(What this task involves): Repeat the lines below word for word, starting at the line containing "Practice. Find the fir branch" and ending at the line containing "pixel 447 382", with both of those lines included.

--- begin ---

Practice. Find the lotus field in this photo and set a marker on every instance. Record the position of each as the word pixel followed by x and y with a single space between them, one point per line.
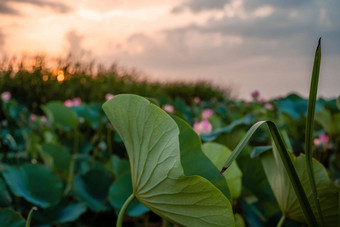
pixel 129 160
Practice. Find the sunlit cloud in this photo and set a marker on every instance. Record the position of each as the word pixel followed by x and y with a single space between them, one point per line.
pixel 225 41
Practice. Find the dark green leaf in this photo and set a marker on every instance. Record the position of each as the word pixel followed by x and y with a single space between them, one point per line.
pixel 10 218
pixel 92 188
pixel 35 183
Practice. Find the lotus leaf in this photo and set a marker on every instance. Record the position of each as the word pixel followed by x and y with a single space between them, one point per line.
pixel 151 139
pixel 328 193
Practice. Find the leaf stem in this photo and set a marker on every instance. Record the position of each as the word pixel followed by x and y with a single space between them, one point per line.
pixel 123 209
pixel 309 129
pixel 282 219
pixel 287 162
pixel 29 217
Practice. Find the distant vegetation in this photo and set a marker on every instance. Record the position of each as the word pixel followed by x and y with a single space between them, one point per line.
pixel 33 82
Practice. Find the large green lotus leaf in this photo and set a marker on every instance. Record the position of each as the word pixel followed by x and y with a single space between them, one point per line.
pixel 35 183
pixel 10 218
pixel 92 188
pixel 217 153
pixel 328 193
pixel 5 197
pixel 121 189
pixel 193 158
pixel 151 139
pixel 61 115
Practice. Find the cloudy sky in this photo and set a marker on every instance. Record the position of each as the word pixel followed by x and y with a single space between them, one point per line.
pixel 243 44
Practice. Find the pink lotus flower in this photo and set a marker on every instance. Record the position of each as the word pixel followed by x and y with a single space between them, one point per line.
pixel 108 96
pixel 324 138
pixel 207 113
pixel 268 106
pixel 76 101
pixel 68 103
pixel 202 127
pixel 43 119
pixel 197 100
pixel 33 117
pixel 322 141
pixel 255 94
pixel 169 108
pixel 6 96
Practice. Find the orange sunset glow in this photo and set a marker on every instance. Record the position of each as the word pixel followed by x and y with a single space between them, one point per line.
pixel 232 43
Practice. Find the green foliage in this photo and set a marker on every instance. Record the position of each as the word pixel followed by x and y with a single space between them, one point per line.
pixel 35 183
pixel 217 154
pixel 328 193
pixel 60 115
pixel 151 140
pixel 36 84
pixel 81 175
pixel 10 218
pixel 92 188
pixel 193 158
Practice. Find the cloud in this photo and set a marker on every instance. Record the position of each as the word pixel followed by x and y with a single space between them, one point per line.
pixel 200 5
pixel 74 41
pixel 260 43
pixel 6 8
pixel 197 6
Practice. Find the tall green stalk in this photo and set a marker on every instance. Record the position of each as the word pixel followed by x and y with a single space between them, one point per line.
pixel 309 129
pixel 123 209
pixel 29 217
pixel 287 162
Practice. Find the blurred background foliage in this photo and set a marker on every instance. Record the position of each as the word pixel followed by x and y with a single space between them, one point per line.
pixel 59 152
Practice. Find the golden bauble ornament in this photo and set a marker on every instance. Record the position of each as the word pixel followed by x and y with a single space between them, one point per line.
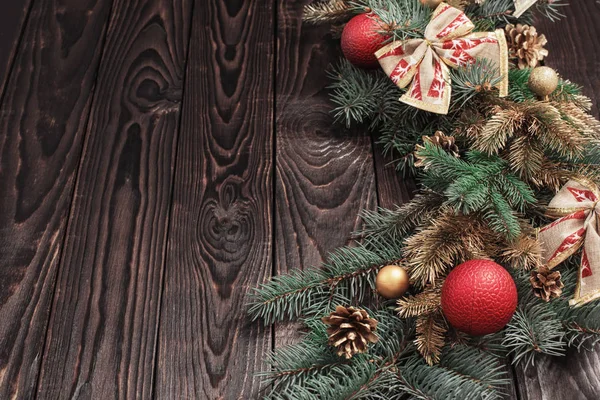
pixel 543 81
pixel 431 3
pixel 392 281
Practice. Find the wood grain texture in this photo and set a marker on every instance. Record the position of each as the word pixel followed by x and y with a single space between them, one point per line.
pixel 221 228
pixel 324 173
pixel 102 333
pixel 575 54
pixel 12 22
pixel 42 124
pixel 392 188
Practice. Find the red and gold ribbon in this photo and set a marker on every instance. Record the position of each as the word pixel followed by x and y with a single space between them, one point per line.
pixel 577 205
pixel 448 42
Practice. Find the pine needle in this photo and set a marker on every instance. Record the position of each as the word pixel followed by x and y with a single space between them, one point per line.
pixel 426 302
pixel 430 337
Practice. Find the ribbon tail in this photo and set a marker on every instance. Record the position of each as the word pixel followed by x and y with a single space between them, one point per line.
pixel 430 89
pixel 588 284
pixel 400 60
pixel 503 63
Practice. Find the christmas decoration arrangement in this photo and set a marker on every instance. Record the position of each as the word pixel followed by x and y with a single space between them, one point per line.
pixel 496 259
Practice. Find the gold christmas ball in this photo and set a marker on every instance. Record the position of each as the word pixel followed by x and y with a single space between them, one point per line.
pixel 431 3
pixel 543 81
pixel 392 281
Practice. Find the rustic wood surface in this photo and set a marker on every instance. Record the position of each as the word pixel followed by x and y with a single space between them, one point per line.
pixel 160 158
pixel 43 117
pixel 220 239
pixel 102 333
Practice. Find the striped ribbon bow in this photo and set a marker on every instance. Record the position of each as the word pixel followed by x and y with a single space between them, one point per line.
pixel 448 42
pixel 577 205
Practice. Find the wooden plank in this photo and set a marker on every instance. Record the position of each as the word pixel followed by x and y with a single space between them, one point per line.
pixel 392 187
pixel 42 124
pixel 325 173
pixel 102 334
pixel 575 54
pixel 221 226
pixel 12 20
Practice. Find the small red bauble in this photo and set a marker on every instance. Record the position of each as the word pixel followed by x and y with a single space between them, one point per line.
pixel 479 297
pixel 361 39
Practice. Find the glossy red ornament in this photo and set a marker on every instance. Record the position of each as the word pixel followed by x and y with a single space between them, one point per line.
pixel 479 297
pixel 361 39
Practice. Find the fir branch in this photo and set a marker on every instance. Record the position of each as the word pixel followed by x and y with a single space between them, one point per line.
pixel 360 95
pixel 474 79
pixel 430 339
pixel 523 253
pixel 406 19
pixel 398 223
pixel 478 185
pixel 349 275
pixel 425 302
pixel 535 328
pixel 450 239
pixel 447 382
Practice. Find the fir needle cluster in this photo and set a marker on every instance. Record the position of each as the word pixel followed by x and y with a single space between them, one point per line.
pixel 483 199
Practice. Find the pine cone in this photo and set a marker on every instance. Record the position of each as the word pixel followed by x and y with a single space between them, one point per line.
pixel 546 283
pixel 525 46
pixel 350 330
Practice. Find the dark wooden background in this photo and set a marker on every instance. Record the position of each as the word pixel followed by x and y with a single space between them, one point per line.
pixel 158 158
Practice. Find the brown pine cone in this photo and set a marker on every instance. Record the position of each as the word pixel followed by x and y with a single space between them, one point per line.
pixel 350 330
pixel 525 45
pixel 546 283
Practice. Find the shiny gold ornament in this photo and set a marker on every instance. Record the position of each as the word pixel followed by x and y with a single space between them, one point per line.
pixel 431 3
pixel 392 281
pixel 543 81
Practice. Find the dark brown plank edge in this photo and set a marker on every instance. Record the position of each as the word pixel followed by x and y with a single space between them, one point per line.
pixel 101 337
pixel 221 226
pixel 12 22
pixel 42 125
pixel 575 54
pixel 324 173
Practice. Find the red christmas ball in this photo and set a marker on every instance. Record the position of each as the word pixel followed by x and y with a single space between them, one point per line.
pixel 479 297
pixel 361 39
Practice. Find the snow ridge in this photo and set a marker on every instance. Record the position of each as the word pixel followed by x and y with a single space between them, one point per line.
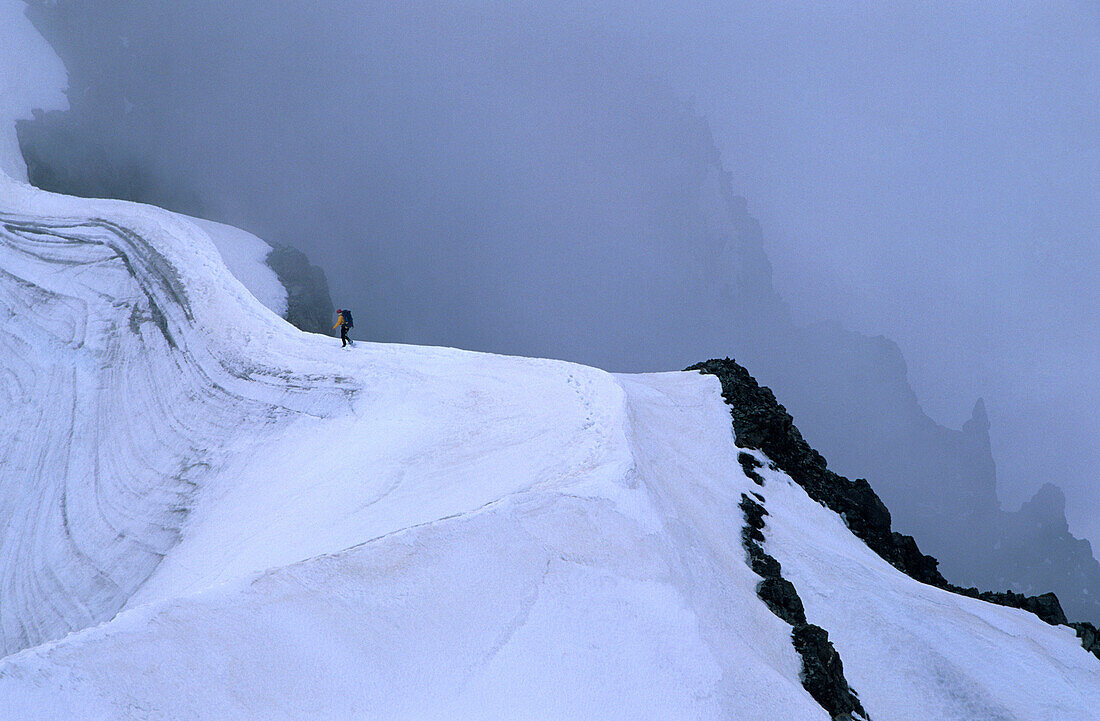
pixel 114 414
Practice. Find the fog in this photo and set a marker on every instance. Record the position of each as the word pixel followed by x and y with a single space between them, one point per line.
pixel 518 178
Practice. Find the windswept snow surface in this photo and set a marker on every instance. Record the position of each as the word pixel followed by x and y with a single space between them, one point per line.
pixel 208 514
pixel 246 258
pixel 297 531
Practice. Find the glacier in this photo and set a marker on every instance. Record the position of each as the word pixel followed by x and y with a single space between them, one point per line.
pixel 210 514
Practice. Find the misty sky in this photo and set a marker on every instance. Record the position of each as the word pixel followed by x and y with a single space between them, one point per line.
pixel 922 171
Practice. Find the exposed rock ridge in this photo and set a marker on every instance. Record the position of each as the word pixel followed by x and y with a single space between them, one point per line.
pixel 822 669
pixel 761 423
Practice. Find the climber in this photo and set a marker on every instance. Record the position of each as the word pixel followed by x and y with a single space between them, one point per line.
pixel 344 323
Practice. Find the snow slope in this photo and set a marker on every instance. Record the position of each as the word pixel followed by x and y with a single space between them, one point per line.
pixel 300 531
pixel 208 514
pixel 245 257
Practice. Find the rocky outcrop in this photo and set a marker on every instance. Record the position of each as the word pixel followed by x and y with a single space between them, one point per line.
pixel 308 303
pixel 822 668
pixel 760 422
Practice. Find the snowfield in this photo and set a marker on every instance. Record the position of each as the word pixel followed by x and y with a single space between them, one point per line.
pixel 208 514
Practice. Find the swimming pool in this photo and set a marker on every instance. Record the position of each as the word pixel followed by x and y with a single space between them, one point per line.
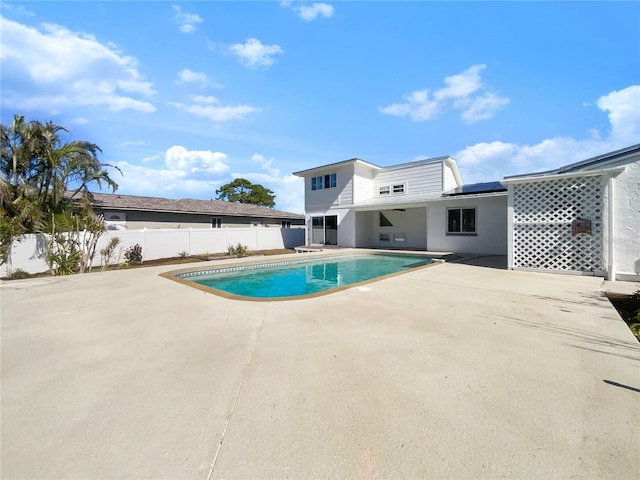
pixel 299 278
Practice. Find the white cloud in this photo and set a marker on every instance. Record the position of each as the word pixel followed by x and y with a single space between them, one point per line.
pixel 254 54
pixel 310 12
pixel 133 143
pixel 288 189
pixel 483 107
pixel 266 164
pixel 186 21
pixel 198 163
pixel 197 174
pixel 623 107
pixel 78 121
pixel 494 160
pixel 52 69
pixel 189 76
pixel 464 92
pixel 208 107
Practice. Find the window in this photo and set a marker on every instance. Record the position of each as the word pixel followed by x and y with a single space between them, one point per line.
pixel 461 221
pixel 384 221
pixel 396 189
pixel 326 181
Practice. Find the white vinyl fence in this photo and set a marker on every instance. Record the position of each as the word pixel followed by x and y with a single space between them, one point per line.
pixel 29 255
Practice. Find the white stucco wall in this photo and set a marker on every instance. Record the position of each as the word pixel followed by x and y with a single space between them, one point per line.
pixel 363 186
pixel 29 254
pixel 627 223
pixel 491 226
pixel 411 224
pixel 419 178
pixel 326 198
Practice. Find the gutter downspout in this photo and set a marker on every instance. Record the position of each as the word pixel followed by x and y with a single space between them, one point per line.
pixel 611 268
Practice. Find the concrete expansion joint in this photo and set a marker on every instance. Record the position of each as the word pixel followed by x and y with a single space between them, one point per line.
pixel 235 400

--- end ---

(Answer below):
Practice. Find the fir branch in this photo and set a marker on every instance. Record the position of each as the word pixel followed by x and y with a single space between them, one point per line.
pixel 360 95
pixel 474 79
pixel 430 339
pixel 523 253
pixel 406 19
pixel 398 223
pixel 478 185
pixel 349 275
pixel 425 302
pixel 535 328
pixel 450 239
pixel 447 382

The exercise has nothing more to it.